-------- DOCUMENT EXCERPT

There follows below and in Schedule “A” of this article, a brief sampling of instructions that I recently downloaded, that give the author cause for concern and brief explanations why. I looked at instructions from a few major mortgage lenders, and found many of the same concerns with the instructions I quote from below and in Schedule “A.”

CIBC instructions to solicitor/notary

Unless our Letter of Direction indicates that Vendor Take Back (VTB) or other secondary mortgage financing is permitted, it is your responsibility to ensure that there is no VTB or other mortgage financing. If you are aware or become aware of any VTB or other mortgage financing which security is to be registered either concurrently with our mortgage or at a time following registration of this mortgage, you are required to immediately advise CIBC.

The word “ensure” may mean “insure” (Regina v. Greening Industries Ltd., 1 O.R. 759-765 (1968)). It is entirely appropriate for lawyers to render opinions, as lawyers are qualified and licensed to exercise professional judgment. However, lawyers should not, except as authorized agents of title insurers, issue insurance policies, warranties or guaranties. A lawyer can confirm that the applicable public registry or recording office records do not disclose such a mortgage and that the lawyer has no actual knowledge of such a mortgage. Read literally, this instruction would require a lawyer to provide an assurance that at no time after the completion of the transaction, does the borrower or any subsequent owner of the mortgaged property ever grant a mortgage, recorded or unrecorded.

You must choose Option A, B or C as applicable.

Option A

It is your responsibility to ensure that:

  1. If the mortgagor's interest in the Property is leasehold, you thoroughly review the lease to ensure that the lease is binding between the landlord and tenant, the lease is in good standing and … that there are no unusual stipulations in the lease…

Lawyers are competent to review leases and render opinions that they are binding, but a blanket assurance that a lease is binding without qualification should never be given. For example, in the U.S. it is well beyond customary to exclude qualifications related to bankruptcy, principles of equity and various other exceptions.[3]  A lawyer cannot discern from an examination of a lease that the lease is in good standing. In the case of a loan to a tenant, the status of the lease should be confirmed with an estoppel certificate from the landlord addressed to the lender. Except to prepare, request and review the estoppel certificate, the lawyer should play no role in ensuring the lease is in good standing. “There are no unusual stipulations in the lease.” I assume what the lender means is that the particular lease does not contain any provision that is unusual when compared with the standard form(s) of lease that the applicable government enters into as a lessor or landlord for residential use by a tenant/borrower. Even if the requested assurance were so limited, the standard forms change over time.

----------------
-------- PROVIDED INFORMATION

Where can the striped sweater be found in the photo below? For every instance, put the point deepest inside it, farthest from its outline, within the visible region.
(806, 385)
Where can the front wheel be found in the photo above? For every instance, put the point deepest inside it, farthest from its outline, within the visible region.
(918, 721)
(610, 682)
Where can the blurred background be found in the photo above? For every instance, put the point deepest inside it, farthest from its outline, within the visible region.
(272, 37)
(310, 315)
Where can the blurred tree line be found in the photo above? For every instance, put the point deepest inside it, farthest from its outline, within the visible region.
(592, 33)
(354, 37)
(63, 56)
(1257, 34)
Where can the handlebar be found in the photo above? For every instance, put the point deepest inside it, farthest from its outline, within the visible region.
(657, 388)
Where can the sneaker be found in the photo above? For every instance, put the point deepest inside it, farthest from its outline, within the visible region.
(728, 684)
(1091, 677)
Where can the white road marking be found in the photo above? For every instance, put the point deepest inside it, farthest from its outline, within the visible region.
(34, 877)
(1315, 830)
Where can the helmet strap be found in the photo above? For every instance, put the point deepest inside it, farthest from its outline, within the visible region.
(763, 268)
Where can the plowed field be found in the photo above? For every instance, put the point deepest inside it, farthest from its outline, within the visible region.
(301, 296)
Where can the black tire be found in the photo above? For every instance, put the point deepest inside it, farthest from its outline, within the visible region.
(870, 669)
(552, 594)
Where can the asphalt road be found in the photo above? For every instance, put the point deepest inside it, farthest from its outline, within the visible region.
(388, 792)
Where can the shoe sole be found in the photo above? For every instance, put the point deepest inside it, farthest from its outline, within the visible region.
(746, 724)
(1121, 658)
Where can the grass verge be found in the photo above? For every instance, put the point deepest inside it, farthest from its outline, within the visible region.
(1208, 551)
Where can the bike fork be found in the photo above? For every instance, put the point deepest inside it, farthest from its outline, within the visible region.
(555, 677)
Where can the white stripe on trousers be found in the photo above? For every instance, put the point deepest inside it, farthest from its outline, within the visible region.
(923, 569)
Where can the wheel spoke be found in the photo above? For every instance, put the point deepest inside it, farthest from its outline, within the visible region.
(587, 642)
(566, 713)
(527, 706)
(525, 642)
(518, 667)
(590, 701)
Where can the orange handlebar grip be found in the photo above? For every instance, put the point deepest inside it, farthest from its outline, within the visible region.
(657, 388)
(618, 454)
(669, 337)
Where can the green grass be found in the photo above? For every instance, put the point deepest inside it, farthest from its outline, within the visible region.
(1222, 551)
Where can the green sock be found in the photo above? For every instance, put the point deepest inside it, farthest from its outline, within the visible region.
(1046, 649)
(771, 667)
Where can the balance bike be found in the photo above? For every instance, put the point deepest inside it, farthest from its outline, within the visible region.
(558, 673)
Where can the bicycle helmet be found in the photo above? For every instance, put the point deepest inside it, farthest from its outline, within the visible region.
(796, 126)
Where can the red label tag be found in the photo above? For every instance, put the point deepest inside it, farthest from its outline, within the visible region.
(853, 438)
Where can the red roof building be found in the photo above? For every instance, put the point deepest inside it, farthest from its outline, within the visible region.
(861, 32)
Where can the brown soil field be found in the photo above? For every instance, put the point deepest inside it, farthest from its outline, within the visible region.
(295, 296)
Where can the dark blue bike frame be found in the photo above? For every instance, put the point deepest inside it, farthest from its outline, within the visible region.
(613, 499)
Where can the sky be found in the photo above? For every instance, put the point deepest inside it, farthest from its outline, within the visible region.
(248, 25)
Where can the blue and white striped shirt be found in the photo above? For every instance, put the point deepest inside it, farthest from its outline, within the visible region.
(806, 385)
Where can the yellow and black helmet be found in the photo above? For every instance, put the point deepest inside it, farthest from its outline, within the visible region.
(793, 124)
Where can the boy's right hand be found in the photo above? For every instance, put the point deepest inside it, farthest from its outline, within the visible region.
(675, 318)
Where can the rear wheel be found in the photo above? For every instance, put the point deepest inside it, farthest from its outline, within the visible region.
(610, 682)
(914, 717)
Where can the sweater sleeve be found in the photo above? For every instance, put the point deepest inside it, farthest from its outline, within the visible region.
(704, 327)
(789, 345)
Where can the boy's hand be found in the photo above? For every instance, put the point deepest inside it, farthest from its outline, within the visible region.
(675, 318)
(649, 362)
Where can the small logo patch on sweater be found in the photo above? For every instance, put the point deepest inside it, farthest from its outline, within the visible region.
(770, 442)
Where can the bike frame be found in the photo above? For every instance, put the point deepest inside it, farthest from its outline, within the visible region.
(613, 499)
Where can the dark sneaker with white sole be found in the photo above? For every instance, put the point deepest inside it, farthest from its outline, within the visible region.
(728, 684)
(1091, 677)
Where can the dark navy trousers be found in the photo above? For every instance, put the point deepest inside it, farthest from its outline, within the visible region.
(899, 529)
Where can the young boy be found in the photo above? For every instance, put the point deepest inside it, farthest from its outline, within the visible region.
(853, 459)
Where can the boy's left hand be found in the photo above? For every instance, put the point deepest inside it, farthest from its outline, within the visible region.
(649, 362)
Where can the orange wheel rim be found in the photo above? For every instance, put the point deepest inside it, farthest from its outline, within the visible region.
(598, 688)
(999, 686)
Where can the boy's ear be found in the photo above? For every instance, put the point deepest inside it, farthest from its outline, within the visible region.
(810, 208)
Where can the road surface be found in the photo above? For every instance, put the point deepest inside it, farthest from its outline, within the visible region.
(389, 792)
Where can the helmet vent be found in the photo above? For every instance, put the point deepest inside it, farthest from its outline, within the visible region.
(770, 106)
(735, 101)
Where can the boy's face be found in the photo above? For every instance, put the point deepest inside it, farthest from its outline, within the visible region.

----------------

• OBJECTIVES:
**A)** In the excerpt on mortgage lender instructions, translate this sentence into Spanish: "A lawyer cannot discern from an examination of a lease that the lease is in good standing."
**B)** Reproduce the lines of the listing starting at the line that contains "Where can the boy's ear" and ending at the last line of the listing, both included, with the requests kept as they are. Multiply every coordinate in the answers by 2.5 and round to whole numbers, with halves rounded up.

• CORRECT ANSWERS:
**A)** Un abogado no puede determinar, a partir del examen de un contrato de arrendamiento, que el arrendamiento está al día.

**B)**
Where can the boy's ear be found in the photo above? For every instance, put the point deepest inside it, farthest from its outline, within the visible region.
(2025, 520)
Where can the road surface be found in the photo above? For every instance, put the point deepest inside it, farthest from its outline, within the visible region.
(973, 1980)
Where can the helmet vent be found in the photo above? For every instance, put the point deepest inside it, farthest from its outline, within the visible region.
(1925, 265)
(1838, 253)
Where can the boy's face be found in the photo above? For every instance, put the point deepest inside it, farthest from its outline, within the visible region.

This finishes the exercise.